:: REQUIRED TASKS ::
1. According to the Putnam Bridge text, on what date did the bridge open to rail and pedestrian traffic?
2. From the Putnam Bridge text, output the passage that starts at the words "The bridge opened" and ends after the words "removed in 1960.", copied with no changes.
3. Rewrite the paragraph of the Putnam Bridge text that begins "As with the other Harlem River swing bridges" as a bulleted list that keeps its main facts.

:: STUDY TEXT ::
-- Opening Marker --
Railroad bridge (1881–1958)

The Putnam Bridge was a swing bridge that spanned the Harlem River and the adjacent tracks of the New York Central Railroad in New York City. The bridge connected Harlem in Manhattan to Concourse, near the current location of Yankee Stadium, in the Bronx. It carried two tracks of the New York and Putnam Railroad, and later the 9th Avenue elevated line of the Interborough Rapid Transit Company (IRT), as well as two pedestrian walkways outside the superstructure.

The bridge opened to rail and pedestrian traffic on May 1, 1881, and operated until all rail service was discontinued on August 31, 1958. The bridge's extreme narrowness of 26 ft between the centers of the trusses, combined with the proximity of the Macombs Dam Bridge, made it impractical and unnecessary to convert to a roadway bridge, and it was removed in 1960.

== Design ==
As with the other Harlem River swing bridges, the bridge was designed by Chief Engineer Alfred Pancoast Boller; the contractors were Clarke, Reeves & Co., and Smith, Ripley & Co. The bridge's total length was 1004.4 ft, comprising a main span of 300 ft (the largest double-track draw span in the world at the time of construction), two identical deck truss side spans of 100 ft each, and four approach spans on either side. When closed, the bridge provided 28 ft of vertical clearance, and when opened, two shipping channels of 124 ft and 123 ft in the east and west channels respectively.

== Construction ==
The Putnam Bridge was built by the New York City & Northern Railroad, a predecessor of the NY&P, and operated by its subsidiary, the West Side & Yonkers Railway (not to be confused with the West Side & Yonkers Patent Railway, the original operator of the 9th Avenue line). The location for the bridge was formally approved by the Board of Parks Commissioners on January 7, 1880. Construction was authorized by the Board of Rapid Transit Commissioners on February 18, 1880, was underway by April of that year, and completed April 28, 1881; train service began running on the following Sunday, May 1. Construction was disrupted by an accident on November 26, 1880, when a truss that was being moved into position flipped over unexpectedly, knocked a second truss loose, and caused both to fall through the scaffolding, killing one laborer and injuring four others, but otherwise proceeded without notable incident.
-- Closing Marker --
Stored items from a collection
-- Opening Marker --
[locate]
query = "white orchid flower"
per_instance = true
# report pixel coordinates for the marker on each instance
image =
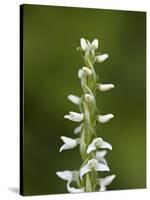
(84, 71)
(98, 143)
(74, 116)
(103, 182)
(95, 43)
(100, 156)
(70, 176)
(93, 164)
(105, 118)
(105, 87)
(83, 44)
(78, 129)
(101, 58)
(74, 99)
(87, 70)
(69, 143)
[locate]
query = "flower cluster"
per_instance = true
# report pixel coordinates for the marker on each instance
(93, 149)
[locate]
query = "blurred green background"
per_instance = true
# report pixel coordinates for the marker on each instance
(51, 36)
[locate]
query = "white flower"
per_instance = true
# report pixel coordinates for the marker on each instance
(74, 99)
(74, 116)
(83, 44)
(106, 181)
(105, 118)
(101, 58)
(105, 87)
(87, 70)
(84, 71)
(70, 176)
(89, 98)
(78, 129)
(69, 143)
(95, 44)
(98, 143)
(93, 164)
(100, 156)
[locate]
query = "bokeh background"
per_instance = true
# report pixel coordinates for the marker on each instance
(50, 38)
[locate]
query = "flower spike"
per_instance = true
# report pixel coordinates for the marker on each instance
(93, 164)
(69, 143)
(74, 116)
(98, 143)
(93, 149)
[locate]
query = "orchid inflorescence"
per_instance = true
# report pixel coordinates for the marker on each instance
(92, 148)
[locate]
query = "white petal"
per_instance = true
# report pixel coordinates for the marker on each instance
(98, 143)
(80, 73)
(78, 129)
(101, 167)
(91, 147)
(87, 70)
(83, 44)
(74, 99)
(89, 98)
(95, 44)
(85, 169)
(105, 118)
(69, 143)
(74, 190)
(100, 156)
(105, 87)
(101, 58)
(74, 116)
(106, 145)
(65, 175)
-- Closing Marker --
:: ANSWERS TO THE EXERCISES ::
1. May 1, 1881

2.
The bridge opened to rail and pedestrian traffic on May 1, 1881, and operated until all rail service was discontinued on August 31, 1958. The bridge's extreme narrowness of 26 ft between the centers of the trusses, combined with the proximity of the Macombs Dam Bridge, made it impractical and unnecessary to convert to a roadway bridge, and it was removed in 1960.

3.
- Designer: Chief Engineer Alfred Pancoast Boller, who also designed the other Harlem River swing bridges
- Contractors: Clarke, Reeves & Co., and Smith, Ripley & Co.
- Total length: 1004.4 ft
- Main span: 300 ft, the largest double-track draw span in the world when built
- Side spans: two identical deck truss spans of 100 ft each
- Approach spans: four on either side
- Vertical clearance when closed: 28 ft
- Shipping channels when open: 124 ft (east) and 123 ft (west)